DATA SHOWN >>
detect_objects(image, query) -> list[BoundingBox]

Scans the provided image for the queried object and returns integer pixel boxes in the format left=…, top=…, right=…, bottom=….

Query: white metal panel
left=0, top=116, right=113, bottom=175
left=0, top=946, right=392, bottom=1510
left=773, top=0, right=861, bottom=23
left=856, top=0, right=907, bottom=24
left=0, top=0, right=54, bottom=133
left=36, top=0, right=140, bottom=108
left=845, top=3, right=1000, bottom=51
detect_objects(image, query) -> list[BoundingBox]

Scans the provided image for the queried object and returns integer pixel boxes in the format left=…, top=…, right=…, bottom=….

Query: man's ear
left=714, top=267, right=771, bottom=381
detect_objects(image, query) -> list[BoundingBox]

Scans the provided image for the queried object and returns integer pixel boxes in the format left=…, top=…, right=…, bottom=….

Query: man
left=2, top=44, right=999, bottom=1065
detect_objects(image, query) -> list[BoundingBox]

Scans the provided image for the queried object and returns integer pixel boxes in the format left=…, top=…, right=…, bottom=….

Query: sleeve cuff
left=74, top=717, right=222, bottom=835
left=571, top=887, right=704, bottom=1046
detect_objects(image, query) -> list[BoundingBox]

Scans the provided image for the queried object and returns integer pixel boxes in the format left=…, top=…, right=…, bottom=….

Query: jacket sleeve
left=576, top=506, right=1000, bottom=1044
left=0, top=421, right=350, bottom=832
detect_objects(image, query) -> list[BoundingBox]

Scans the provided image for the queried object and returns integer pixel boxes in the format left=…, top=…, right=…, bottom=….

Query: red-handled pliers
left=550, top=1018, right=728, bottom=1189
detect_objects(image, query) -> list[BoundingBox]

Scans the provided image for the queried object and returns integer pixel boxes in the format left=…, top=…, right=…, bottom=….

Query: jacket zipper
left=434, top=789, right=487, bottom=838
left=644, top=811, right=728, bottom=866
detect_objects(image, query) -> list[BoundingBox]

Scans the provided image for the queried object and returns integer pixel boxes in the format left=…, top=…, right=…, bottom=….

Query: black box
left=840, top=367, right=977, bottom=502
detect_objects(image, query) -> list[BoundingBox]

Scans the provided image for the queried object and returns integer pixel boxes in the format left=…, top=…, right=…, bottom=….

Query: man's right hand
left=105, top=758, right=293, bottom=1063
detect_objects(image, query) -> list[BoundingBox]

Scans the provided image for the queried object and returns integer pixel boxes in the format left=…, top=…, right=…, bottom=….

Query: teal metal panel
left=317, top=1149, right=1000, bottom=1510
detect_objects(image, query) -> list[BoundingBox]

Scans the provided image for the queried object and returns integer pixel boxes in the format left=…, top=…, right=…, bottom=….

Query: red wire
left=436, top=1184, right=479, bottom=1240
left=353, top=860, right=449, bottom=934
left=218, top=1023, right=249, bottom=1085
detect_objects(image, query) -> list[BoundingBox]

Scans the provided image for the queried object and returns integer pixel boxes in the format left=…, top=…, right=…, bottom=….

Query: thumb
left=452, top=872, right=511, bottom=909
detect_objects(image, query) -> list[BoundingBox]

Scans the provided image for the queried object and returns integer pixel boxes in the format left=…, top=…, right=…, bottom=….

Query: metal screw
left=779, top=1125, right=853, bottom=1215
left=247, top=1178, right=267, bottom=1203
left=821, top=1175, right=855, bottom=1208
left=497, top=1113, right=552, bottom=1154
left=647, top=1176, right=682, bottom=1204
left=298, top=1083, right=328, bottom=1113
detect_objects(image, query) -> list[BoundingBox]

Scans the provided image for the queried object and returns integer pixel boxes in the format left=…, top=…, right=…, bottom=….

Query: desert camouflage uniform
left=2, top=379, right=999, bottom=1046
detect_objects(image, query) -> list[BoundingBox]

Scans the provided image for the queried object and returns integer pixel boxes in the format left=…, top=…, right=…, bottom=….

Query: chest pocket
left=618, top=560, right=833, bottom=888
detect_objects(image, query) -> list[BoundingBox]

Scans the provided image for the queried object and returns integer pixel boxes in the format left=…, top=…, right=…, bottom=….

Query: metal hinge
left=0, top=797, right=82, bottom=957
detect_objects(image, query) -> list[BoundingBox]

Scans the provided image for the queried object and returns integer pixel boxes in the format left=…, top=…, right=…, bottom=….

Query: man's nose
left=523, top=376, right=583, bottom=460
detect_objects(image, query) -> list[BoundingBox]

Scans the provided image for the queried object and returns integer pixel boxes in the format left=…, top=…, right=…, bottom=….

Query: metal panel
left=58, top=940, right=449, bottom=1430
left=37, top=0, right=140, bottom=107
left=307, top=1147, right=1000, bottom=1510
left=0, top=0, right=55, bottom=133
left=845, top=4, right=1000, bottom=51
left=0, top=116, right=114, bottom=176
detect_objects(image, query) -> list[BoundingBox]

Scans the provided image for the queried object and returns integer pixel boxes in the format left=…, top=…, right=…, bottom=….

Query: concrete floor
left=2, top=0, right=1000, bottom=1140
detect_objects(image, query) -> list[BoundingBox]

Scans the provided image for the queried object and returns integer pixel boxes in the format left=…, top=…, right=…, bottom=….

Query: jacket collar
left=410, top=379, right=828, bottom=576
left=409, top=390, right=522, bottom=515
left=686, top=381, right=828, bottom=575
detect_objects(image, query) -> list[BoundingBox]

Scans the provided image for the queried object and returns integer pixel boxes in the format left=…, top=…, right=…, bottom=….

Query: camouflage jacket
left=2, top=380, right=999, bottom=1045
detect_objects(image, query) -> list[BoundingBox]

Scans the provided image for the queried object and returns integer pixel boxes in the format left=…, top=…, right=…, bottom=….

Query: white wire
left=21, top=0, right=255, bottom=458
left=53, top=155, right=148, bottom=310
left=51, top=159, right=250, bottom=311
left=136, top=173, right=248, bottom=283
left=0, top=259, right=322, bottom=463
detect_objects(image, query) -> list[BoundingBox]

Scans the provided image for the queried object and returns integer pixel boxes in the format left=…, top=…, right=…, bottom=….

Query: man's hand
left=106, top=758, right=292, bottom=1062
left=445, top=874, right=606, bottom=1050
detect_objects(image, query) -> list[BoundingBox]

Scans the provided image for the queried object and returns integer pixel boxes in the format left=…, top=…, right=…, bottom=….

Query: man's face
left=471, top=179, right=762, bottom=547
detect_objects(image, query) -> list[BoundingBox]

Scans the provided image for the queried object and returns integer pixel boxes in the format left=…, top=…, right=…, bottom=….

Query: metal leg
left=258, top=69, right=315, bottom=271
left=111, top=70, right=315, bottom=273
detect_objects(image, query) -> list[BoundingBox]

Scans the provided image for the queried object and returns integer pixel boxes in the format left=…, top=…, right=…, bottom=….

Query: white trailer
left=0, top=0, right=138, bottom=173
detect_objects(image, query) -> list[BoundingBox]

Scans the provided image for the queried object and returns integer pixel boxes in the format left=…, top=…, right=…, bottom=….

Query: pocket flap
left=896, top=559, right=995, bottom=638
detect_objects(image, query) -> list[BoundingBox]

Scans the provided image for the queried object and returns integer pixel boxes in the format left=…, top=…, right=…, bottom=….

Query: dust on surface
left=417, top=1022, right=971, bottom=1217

TASK OBJECTIVE >> An exact repetition of all the records above is required.

TASK RESULT >>
detect_objects(image, query) -> list[BoundingBox]

Scans the provided image for the queried object and returns integer pixel boxes in the format left=…, top=…, right=…, bottom=….

Query: white metal panel
left=0, top=116, right=113, bottom=175
left=0, top=946, right=392, bottom=1510
left=773, top=0, right=861, bottom=23
left=856, top=0, right=907, bottom=24
left=0, top=0, right=54, bottom=133
left=36, top=0, right=140, bottom=108
left=845, top=3, right=1000, bottom=51
detect_objects(image, query) -> list[BoundingBox]

Scans the provided image for the queried object and returns integer pixel boxes in the format left=…, top=…, right=…, bottom=….

Query: man's ear
left=714, top=267, right=771, bottom=381
detect_objects(image, query) -> list[BoundingBox]

Scans the provided image for the queried object and returns integer pixel boxes in the format left=…, top=…, right=…, bottom=….

Query: man
left=2, top=44, right=999, bottom=1065
detect_objects(image, query) -> list[BoundingBox]

Scans the provided image for the queried object and returns integer pixel boxes in the format left=…, top=…, right=…, bottom=….

Query: sleeve cuff
left=74, top=717, right=222, bottom=835
left=571, top=887, right=704, bottom=1046
detect_objects(image, query) -> list[BoundingBox]

Scans the provided image for the queried object and returns integer pixel boxes in the format left=…, top=…, right=…, bottom=….

Query: jacket sleeve
left=576, top=506, right=1000, bottom=1044
left=0, top=421, right=350, bottom=832
detect_objects(image, query) -> list[BoundingBox]

Scans the provided image for the queried object and returns integer pixel boxes in the format left=…, top=…, right=…, bottom=….

Query: red-handled pliers
left=550, top=1018, right=728, bottom=1189
detect_objects(image, query) -> list[BoundingBox]

Scans the provided image for the queried object and returns integer pixel boxes in the format left=…, top=…, right=…, bottom=….

Query: jacket zipper
left=434, top=789, right=487, bottom=838
left=644, top=811, right=728, bottom=866
detect_objects(image, query) -> list[BoundingBox]

Scans the provided image for the queried object and returns integer pixel boxes in the format left=…, top=…, right=…, bottom=….

Query: black box
left=840, top=367, right=977, bottom=502
detect_objects(image, query) -> list[BoundingBox]

Scans the provided image for the queried object and returns integer pixel boxes in the format left=…, top=…, right=…, bottom=….

Query: man's right hand
left=105, top=758, right=293, bottom=1063
detect_objects(image, query) -> list[BoundingBox]

Scans the provided image for the queried object and returns integer pixel boxes in the format left=…, top=…, right=…, bottom=….

Query: teal metal panel
left=317, top=1149, right=1000, bottom=1510
detect_objects(image, query) -> list[BoundingBox]

Scans the provided image for the queried object and returns integer pixel boxes in the format left=…, top=…, right=…, bottom=….

Query: red wire
left=436, top=1184, right=479, bottom=1240
left=353, top=860, right=449, bottom=934
left=218, top=1023, right=249, bottom=1085
detect_objects(image, query) -> list[BoundingBox]

Scans the provided image for the queried object and returns integer pixel boxes in the format left=…, top=…, right=…, bottom=….

Query: thumb
left=452, top=872, right=511, bottom=909
detect_objects(image, query) -> list[BoundingBox]

Scans the provided image for the queried object and returns integer pixel boxes in the format left=…, top=…, right=…, bottom=….

Query: metal screw
left=779, top=1125, right=853, bottom=1215
left=247, top=1178, right=267, bottom=1203
left=821, top=1175, right=855, bottom=1208
left=497, top=1113, right=552, bottom=1154
left=647, top=1176, right=682, bottom=1204
left=298, top=1083, right=328, bottom=1113
detect_objects(image, query) -> list[BoundingBox]

Scans the provided image for the queried object and returns integer pixel boxes in the format left=…, top=…, right=…, bottom=….

Query: desert camouflage uniform
left=2, top=379, right=999, bottom=1046
detect_objects(image, query) -> list[BoundingBox]

Scans the provided image for the queried object and returns integer pixel boxes in the format left=…, top=…, right=…, bottom=….

Query: chest pocket
left=618, top=560, right=833, bottom=888
detect_objects(image, query) -> list[BoundingBox]

Scans the provided image for the queried object and returns integer pixel boxes in the format left=…, top=…, right=…, bottom=….

Query: metal hinge
left=0, top=797, right=82, bottom=957
detect_objects(image, query) -> list[BoundingBox]

Scans the provided image for the queried object and returns integer pixel boxes in the format left=…, top=…, right=…, bottom=….

Query: man's nose
left=523, top=376, right=583, bottom=460
detect_objects(image, query) -> list[BoundingBox]

Scans the provided image for the queried object and returns integer pixel boxes in the format left=…, top=…, right=…, bottom=….

Query: metal panel
left=58, top=940, right=449, bottom=1430
left=37, top=0, right=140, bottom=107
left=307, top=1147, right=1000, bottom=1510
left=0, top=0, right=55, bottom=133
left=845, top=4, right=1000, bottom=51
left=0, top=116, right=114, bottom=176
detect_objects(image, query) -> list[BoundingBox]

Scans the provided image for the queried object and returns integer pixel boxes in the format left=…, top=…, right=…, bottom=….

Query: concrete floor
left=2, top=0, right=1000, bottom=1140
detect_objects(image, query) -> list[BoundingBox]

Scans the provided image for the queried object and returns integer pixel boxes in the format left=…, top=…, right=…, bottom=….

Query: jacket collar
left=410, top=379, right=828, bottom=576
left=409, top=390, right=522, bottom=515
left=686, top=381, right=828, bottom=575
detect_objects(image, query) -> list[BoundingBox]

Scans the provided image for the queried object and returns integer pixel boxes in the format left=…, top=…, right=…, bottom=….

Query: camouflage jacket
left=2, top=380, right=999, bottom=1045
detect_objects(image, query) -> list[BoundingBox]

Scans the provided image for the queried object and returns integer pixel boxes in the format left=…, top=…, right=…, bottom=….

Query: white wire
left=21, top=0, right=255, bottom=458
left=53, top=155, right=148, bottom=310
left=51, top=159, right=250, bottom=311
left=136, top=173, right=248, bottom=283
left=0, top=259, right=322, bottom=463
detect_objects(image, query) -> list[BoundingBox]

Scans the provided image for the queried object and returns integer pixel boxes in the format left=…, top=…, right=…, bottom=….

Query: man's hand
left=106, top=758, right=292, bottom=1062
left=445, top=874, right=606, bottom=1050
detect_objects(image, query) -> list[BoundingBox]

Scans the provided image for the queried object and returns integer pixel boxes in the format left=…, top=…, right=…, bottom=….

Query: man's face
left=471, top=179, right=762, bottom=547
detect_objects(image, query) -> list[BoundingBox]

Scans the provided image for the queried object and returns integer pixel boxes in the format left=…, top=…, right=…, bottom=….

Query: metal leg
left=258, top=69, right=315, bottom=271
left=111, top=70, right=315, bottom=273
detect_objects(image, query) -> list[BoundingBox]

Scans the provided image for the queried object and returns integer pixel boxes in the format left=…, top=…, right=…, bottom=….

Query: white trailer
left=0, top=0, right=138, bottom=173
detect_objects(image, query) -> list[BoundingBox]

Scans the provided image for the queried object and returns integer pixel boxes in the format left=…, top=…, right=…, bottom=….

Query: pocket flap
left=896, top=559, right=995, bottom=638
detect_objects(image, query) -> list[BoundingBox]

Scans the provided image for the queried object and returns integer pixel boxes in the format left=…, top=…, right=…, bottom=….

Query: dust on surface
left=417, top=1022, right=971, bottom=1217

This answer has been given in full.